### Passage provided:
↓↓↓
The bimodal hybrid methods refer to the combination of 2D and 3D modes. The most common method is to combine the intensity map (2D mode) with the depth map (3D mode) for facial recognition. The depth map is equivalent to a projection of three-dimensional information in a two-dimensional plane, and contains the information of the face’s structure. The intensity map contains the texture information of the face, and the features extracted from these two kinds of images can be more complete and richer for representing the identity information of the face. The recognition rate is higher than in a single kind of image feature extraction. Kakadiaris et al. [
15] used a combination of 3D and 2D data for face alignment and the normalization of pose and illumination, and then constructed 3D deformable model with these data. This framework is more practical than 3D–3D and more accurate than 2D–2D. However, the recognition rate relies on the facial fitting in 2D mode. Elaiwat et al. [
16] proposed a fully automated, multimodal Curvelet-based approach, which uses a multimodal detector to repeatedly identify key points on textural and geometric local face surfaces. Zhang et al. [
17] proposed a cross-modal deep learning method, in which 2D and 2.5D facial features were extracted by two convolutional neural networks (CNN), both individually and fused on the matched face features. Ouamane et al. [
18] extracted multiple features, including multi-scale local binary patterns (MSLBP), statistical local features (SLF), Gabor wavelets, and scale invariant feature transformation (SIFT), and used combinations of these different features for 3D and 2D multimodal score-level fusion to get the best result. However, there are different kinds of feature combinations, so there is no guarantee that a given feature combination can achieve the best effect on different databases. Subsequently, Ouamane et al. [
19] proposed a high-order tensor encoded by 2D and 3D face images, and used different tensor representation as the basis for multimodal data fusion. This method needed to consider a large number of feature combinations and subspace combinations, which increased the time complexity. To overcome the uncontrolled environments in 3D facial recognition, Torkhani et al. [
20] used 3D-to-2D face mesh deformation to obtain the 2D mode, and then extracted facial features by combining edge maps with an extended Gabor curvature in the 2D projected face meshes. Bobulski [
21] presented the full ergodic two-dimensional Hide Markov model (2DHMM), which overcomes the drawback of information lost during the conversion to a one-dimensional features vector.
In addition, there are some 3D facial recognition methods based on the direct matching of airspace, without extracting features [
22]. The 3D point cloud data was used as the processing object, and the similarity calculation between input face and reference face models was performed directly, based on the iterative closest point (ICP). Some other methods, i.e., convolutional neural networks, are commonly used to process human face images for recognition [
23,
24,
25].
To extract facial information comprehensively and avoid a complex process of 3D point cloud data, this paper proposes a bimodal 3D facial recognition method, which can reduce the time cost and space complexity, as well as improving recognition efficiency. There are two kind of features extracted from the multiscale sub-block’s 3D mode depth map and 2D mode intensity map, which are the local gradient pattern (LGP) feature and the weighted histogram of gradient orientation (WHGO) feature [
26]. The gradient is robust for illumination transformation, and reflects the local region information contained in the image; thus, by calculating the gradient edge response, relative gradients, and the occurrence frequency of those gradients in different directions, these two features efficiently express the human face. The proposed multimodal fusion method reduces complexity and improves recognition speed and efficiency.
↑↑↑
### Extracted records:
↓↓↓
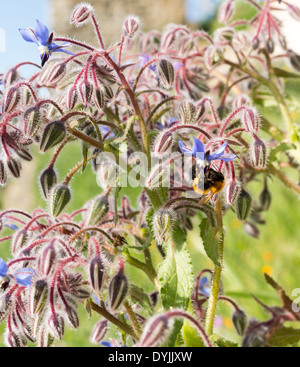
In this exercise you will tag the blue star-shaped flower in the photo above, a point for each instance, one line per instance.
(40, 36)
(21, 276)
(198, 151)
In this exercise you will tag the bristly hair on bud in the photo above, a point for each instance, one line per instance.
(81, 14)
(156, 331)
(131, 25)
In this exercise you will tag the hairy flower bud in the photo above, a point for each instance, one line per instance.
(72, 98)
(226, 11)
(232, 191)
(38, 295)
(156, 331)
(166, 73)
(32, 122)
(97, 209)
(54, 133)
(239, 320)
(12, 99)
(118, 289)
(81, 14)
(57, 72)
(59, 197)
(163, 222)
(187, 112)
(99, 331)
(47, 180)
(14, 166)
(56, 326)
(251, 120)
(131, 25)
(97, 272)
(243, 205)
(258, 153)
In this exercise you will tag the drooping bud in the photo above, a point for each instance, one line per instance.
(48, 179)
(46, 261)
(243, 205)
(239, 320)
(14, 166)
(265, 198)
(57, 72)
(97, 272)
(251, 120)
(187, 112)
(32, 122)
(131, 25)
(163, 222)
(166, 73)
(59, 197)
(99, 97)
(99, 331)
(258, 153)
(54, 133)
(232, 191)
(38, 296)
(98, 208)
(56, 326)
(85, 90)
(81, 14)
(72, 98)
(226, 11)
(156, 331)
(118, 288)
(163, 143)
(240, 101)
(3, 173)
(11, 99)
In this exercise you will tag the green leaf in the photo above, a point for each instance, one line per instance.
(190, 334)
(211, 237)
(283, 337)
(282, 147)
(222, 342)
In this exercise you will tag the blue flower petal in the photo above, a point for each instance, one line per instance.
(183, 148)
(28, 35)
(3, 268)
(42, 33)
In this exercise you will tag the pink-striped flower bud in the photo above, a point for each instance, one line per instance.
(251, 120)
(131, 25)
(14, 166)
(47, 259)
(232, 190)
(32, 122)
(258, 153)
(71, 98)
(241, 100)
(187, 112)
(166, 73)
(163, 143)
(57, 73)
(99, 331)
(81, 14)
(56, 326)
(156, 331)
(97, 272)
(85, 90)
(163, 222)
(118, 288)
(226, 11)
(12, 99)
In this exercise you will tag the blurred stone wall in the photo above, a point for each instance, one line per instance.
(154, 14)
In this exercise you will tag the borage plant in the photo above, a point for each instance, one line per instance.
(171, 115)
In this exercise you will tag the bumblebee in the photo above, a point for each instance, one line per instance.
(207, 182)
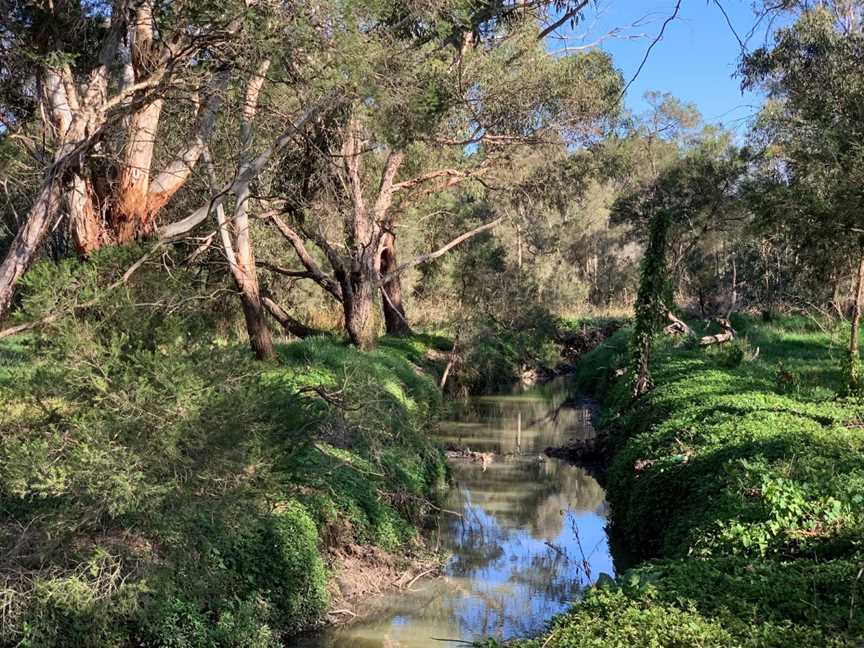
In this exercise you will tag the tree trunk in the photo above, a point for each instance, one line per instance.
(358, 299)
(395, 321)
(84, 221)
(27, 240)
(649, 302)
(255, 315)
(854, 357)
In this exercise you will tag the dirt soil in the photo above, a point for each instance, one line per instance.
(365, 570)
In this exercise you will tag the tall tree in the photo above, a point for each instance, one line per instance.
(101, 116)
(814, 130)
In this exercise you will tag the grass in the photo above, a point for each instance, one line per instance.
(737, 492)
(158, 487)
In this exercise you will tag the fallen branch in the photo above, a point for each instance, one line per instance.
(727, 335)
(426, 258)
(676, 326)
(53, 317)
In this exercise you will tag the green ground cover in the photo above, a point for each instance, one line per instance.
(158, 487)
(737, 491)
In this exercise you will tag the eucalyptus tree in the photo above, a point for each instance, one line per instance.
(85, 85)
(448, 110)
(813, 131)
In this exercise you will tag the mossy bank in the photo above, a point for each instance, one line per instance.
(737, 488)
(158, 487)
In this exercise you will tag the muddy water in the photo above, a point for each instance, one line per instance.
(530, 536)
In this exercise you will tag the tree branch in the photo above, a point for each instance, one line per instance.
(426, 258)
(314, 272)
(53, 317)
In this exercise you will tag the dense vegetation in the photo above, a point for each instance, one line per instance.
(249, 247)
(160, 487)
(736, 486)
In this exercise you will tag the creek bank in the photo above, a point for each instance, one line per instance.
(237, 489)
(738, 496)
(573, 339)
(522, 531)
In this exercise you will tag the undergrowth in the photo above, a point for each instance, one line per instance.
(160, 488)
(736, 491)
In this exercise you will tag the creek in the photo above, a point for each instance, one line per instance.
(529, 538)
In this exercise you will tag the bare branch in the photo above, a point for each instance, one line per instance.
(306, 259)
(426, 258)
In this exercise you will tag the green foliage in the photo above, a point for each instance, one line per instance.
(179, 493)
(731, 491)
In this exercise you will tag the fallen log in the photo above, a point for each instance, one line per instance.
(677, 326)
(727, 335)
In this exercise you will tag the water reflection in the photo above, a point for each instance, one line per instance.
(531, 535)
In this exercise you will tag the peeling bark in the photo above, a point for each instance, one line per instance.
(395, 321)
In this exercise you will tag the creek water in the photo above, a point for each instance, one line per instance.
(530, 537)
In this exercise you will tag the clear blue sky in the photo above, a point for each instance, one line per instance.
(695, 60)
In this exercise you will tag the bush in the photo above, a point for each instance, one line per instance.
(178, 493)
(736, 490)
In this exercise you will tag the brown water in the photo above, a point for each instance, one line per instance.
(531, 536)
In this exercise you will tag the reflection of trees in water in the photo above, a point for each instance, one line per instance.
(525, 493)
(517, 424)
(503, 580)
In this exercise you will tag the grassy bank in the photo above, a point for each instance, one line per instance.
(158, 487)
(737, 485)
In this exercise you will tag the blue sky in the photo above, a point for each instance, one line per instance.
(695, 60)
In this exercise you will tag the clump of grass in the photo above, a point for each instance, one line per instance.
(159, 487)
(736, 487)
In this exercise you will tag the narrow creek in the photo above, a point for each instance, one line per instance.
(530, 537)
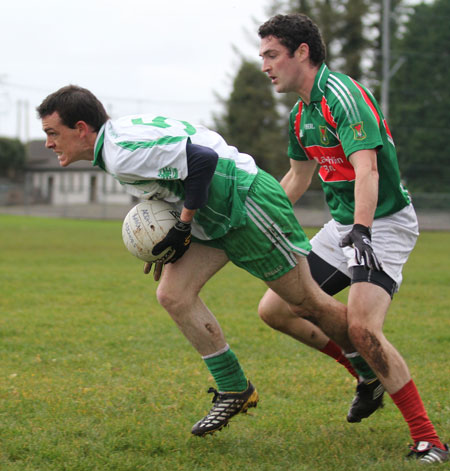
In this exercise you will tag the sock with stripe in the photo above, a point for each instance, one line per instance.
(334, 351)
(408, 400)
(226, 370)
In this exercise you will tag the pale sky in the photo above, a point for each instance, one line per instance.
(169, 57)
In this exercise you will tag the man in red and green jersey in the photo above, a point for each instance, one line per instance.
(342, 118)
(338, 125)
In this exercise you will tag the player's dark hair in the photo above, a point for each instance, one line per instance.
(294, 29)
(74, 104)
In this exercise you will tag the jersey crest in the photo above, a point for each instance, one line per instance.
(324, 139)
(358, 131)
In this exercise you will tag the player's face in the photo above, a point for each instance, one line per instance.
(64, 141)
(282, 68)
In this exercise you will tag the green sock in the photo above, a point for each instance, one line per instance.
(360, 365)
(226, 371)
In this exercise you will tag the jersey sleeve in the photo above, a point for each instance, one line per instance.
(295, 150)
(357, 117)
(141, 153)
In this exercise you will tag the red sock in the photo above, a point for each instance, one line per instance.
(334, 351)
(411, 406)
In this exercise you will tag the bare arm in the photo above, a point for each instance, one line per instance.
(298, 178)
(366, 185)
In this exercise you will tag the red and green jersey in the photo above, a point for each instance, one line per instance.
(344, 117)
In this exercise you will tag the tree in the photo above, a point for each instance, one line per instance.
(12, 157)
(419, 99)
(251, 121)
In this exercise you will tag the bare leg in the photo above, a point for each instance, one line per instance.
(307, 300)
(178, 293)
(367, 308)
(276, 313)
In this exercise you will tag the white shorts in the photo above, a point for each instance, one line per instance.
(393, 239)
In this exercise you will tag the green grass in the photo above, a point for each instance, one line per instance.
(95, 376)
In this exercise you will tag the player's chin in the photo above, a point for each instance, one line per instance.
(63, 161)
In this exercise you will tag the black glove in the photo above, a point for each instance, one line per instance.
(179, 238)
(361, 239)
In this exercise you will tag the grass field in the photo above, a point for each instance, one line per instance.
(95, 376)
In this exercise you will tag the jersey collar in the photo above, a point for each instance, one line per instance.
(320, 81)
(98, 159)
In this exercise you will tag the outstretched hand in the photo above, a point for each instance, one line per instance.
(156, 271)
(361, 240)
(178, 238)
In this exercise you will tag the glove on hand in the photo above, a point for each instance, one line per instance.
(179, 238)
(361, 239)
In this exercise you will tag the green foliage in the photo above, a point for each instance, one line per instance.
(420, 100)
(251, 121)
(12, 157)
(96, 376)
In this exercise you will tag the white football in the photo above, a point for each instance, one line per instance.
(147, 224)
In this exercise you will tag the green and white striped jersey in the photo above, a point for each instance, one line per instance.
(343, 117)
(147, 154)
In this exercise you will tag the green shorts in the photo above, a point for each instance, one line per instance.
(266, 246)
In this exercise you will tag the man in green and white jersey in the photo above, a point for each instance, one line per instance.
(233, 210)
(338, 125)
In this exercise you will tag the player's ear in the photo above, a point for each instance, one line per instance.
(302, 52)
(83, 128)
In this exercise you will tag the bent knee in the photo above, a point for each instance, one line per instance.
(362, 335)
(171, 300)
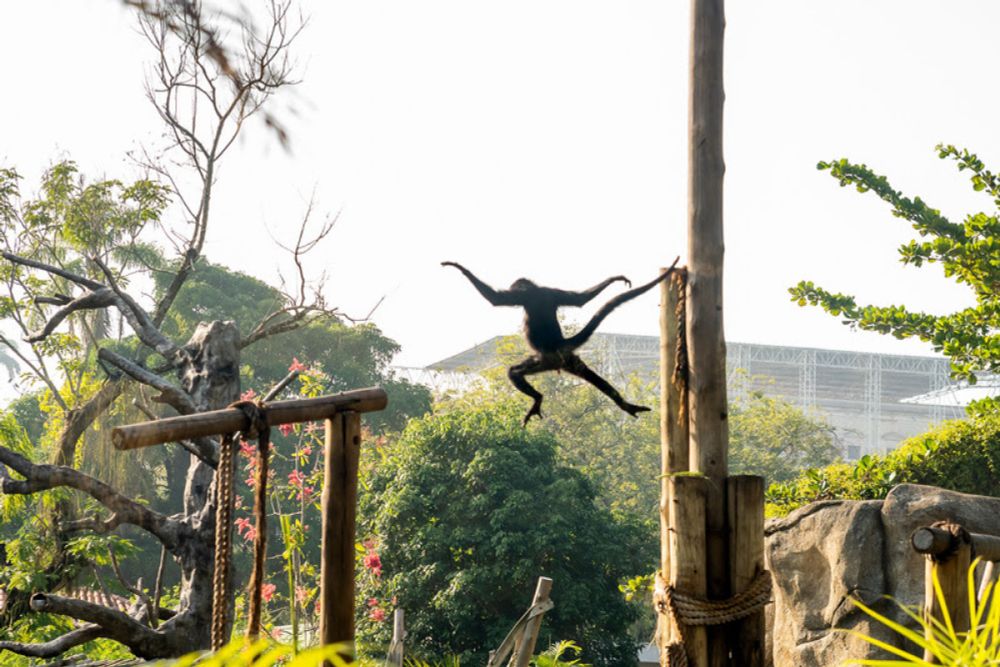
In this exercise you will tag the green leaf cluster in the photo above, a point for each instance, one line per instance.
(469, 508)
(961, 455)
(977, 647)
(968, 251)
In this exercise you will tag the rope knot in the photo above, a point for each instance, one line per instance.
(256, 415)
(688, 610)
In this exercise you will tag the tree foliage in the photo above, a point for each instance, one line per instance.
(467, 509)
(961, 455)
(968, 251)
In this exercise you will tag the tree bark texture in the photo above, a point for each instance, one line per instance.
(709, 435)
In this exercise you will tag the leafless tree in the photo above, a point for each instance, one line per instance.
(204, 97)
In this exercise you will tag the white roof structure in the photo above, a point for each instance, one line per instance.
(960, 394)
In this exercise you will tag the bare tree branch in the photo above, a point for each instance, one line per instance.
(42, 477)
(148, 332)
(57, 646)
(144, 641)
(170, 394)
(101, 298)
(78, 420)
(54, 270)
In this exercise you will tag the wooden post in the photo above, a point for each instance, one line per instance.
(526, 645)
(705, 337)
(673, 420)
(746, 547)
(395, 658)
(339, 507)
(688, 496)
(948, 549)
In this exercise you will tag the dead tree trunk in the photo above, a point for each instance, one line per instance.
(211, 377)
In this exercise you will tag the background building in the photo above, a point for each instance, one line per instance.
(872, 400)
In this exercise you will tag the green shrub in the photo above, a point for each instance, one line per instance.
(961, 455)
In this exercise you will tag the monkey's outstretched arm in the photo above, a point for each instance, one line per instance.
(495, 297)
(568, 298)
(588, 329)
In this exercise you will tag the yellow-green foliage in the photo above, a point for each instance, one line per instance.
(262, 653)
(962, 455)
(978, 647)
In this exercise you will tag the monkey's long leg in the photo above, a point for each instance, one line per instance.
(587, 331)
(576, 367)
(530, 366)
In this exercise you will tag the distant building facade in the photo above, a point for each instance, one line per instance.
(860, 394)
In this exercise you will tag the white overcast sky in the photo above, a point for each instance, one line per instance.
(547, 139)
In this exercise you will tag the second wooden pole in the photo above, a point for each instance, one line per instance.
(339, 507)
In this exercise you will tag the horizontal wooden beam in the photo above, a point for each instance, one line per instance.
(231, 420)
(934, 541)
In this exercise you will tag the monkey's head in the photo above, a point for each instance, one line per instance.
(522, 285)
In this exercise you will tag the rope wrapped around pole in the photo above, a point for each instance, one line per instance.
(224, 496)
(686, 610)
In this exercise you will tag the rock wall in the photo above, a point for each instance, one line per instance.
(825, 553)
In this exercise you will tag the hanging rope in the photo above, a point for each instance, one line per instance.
(680, 378)
(224, 476)
(686, 610)
(224, 497)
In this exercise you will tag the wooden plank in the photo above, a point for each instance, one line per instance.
(745, 497)
(526, 646)
(339, 508)
(709, 434)
(687, 554)
(395, 657)
(231, 420)
(673, 423)
(934, 540)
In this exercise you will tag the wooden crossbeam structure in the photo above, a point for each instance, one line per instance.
(341, 414)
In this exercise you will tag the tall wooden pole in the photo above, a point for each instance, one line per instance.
(339, 501)
(687, 496)
(673, 418)
(709, 434)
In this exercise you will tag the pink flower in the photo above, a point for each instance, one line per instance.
(373, 563)
(246, 529)
(247, 449)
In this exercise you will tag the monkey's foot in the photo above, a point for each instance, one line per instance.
(536, 411)
(633, 409)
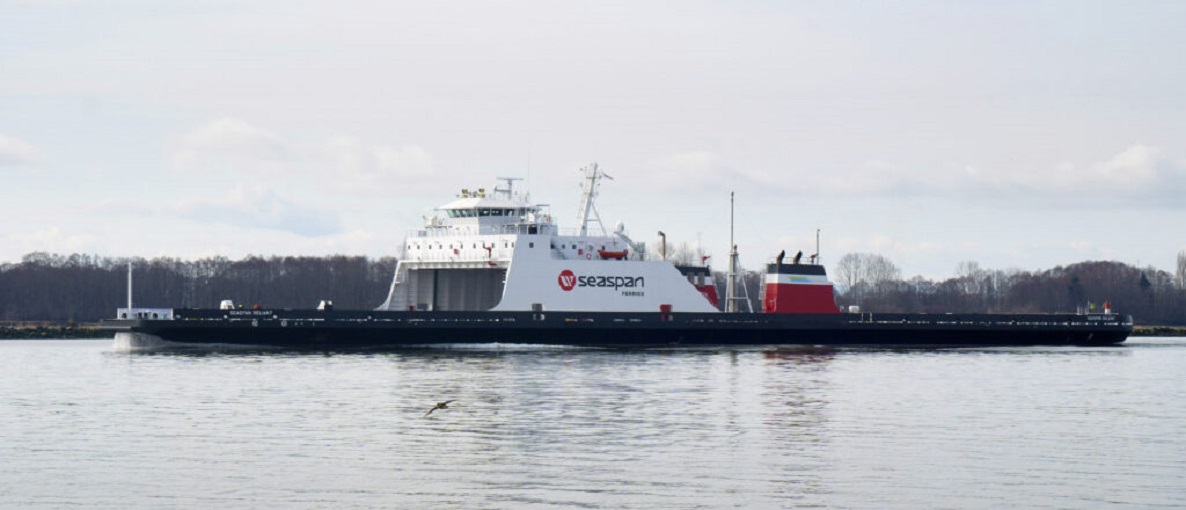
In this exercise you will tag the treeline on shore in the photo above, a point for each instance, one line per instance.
(1151, 295)
(85, 288)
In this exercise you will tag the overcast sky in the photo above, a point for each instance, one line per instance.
(1016, 134)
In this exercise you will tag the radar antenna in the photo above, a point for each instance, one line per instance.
(588, 192)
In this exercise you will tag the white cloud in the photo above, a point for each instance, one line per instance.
(14, 152)
(1137, 176)
(362, 169)
(231, 145)
(52, 240)
(262, 209)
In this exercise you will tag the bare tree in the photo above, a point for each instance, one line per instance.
(1180, 275)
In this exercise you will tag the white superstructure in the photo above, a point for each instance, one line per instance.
(497, 250)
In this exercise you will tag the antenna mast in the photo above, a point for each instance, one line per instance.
(588, 192)
(509, 189)
(731, 279)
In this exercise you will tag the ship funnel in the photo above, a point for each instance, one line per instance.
(798, 288)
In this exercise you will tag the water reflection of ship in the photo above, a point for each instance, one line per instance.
↑↑↑
### Tasks to perform:
- 1) Please translate this sentence from the passage on bimodal facial recognition into Spanish: "This framework is more practical than 3D–3D and more accurate than 2D–2D."
- 2) Report every line of the records that contains the string "trunk".

### Responses to the exercise:
- 1) Este marco es más práctico que el 3D–3D y más preciso que el 2D–2D.

- 2)
In this exercise you will tag the tree trunk in the photo above, a point for each instance, one line per instance.
In this exercise you will tag the dead tree trunk in the photo above, a point for each instance, one line per instance.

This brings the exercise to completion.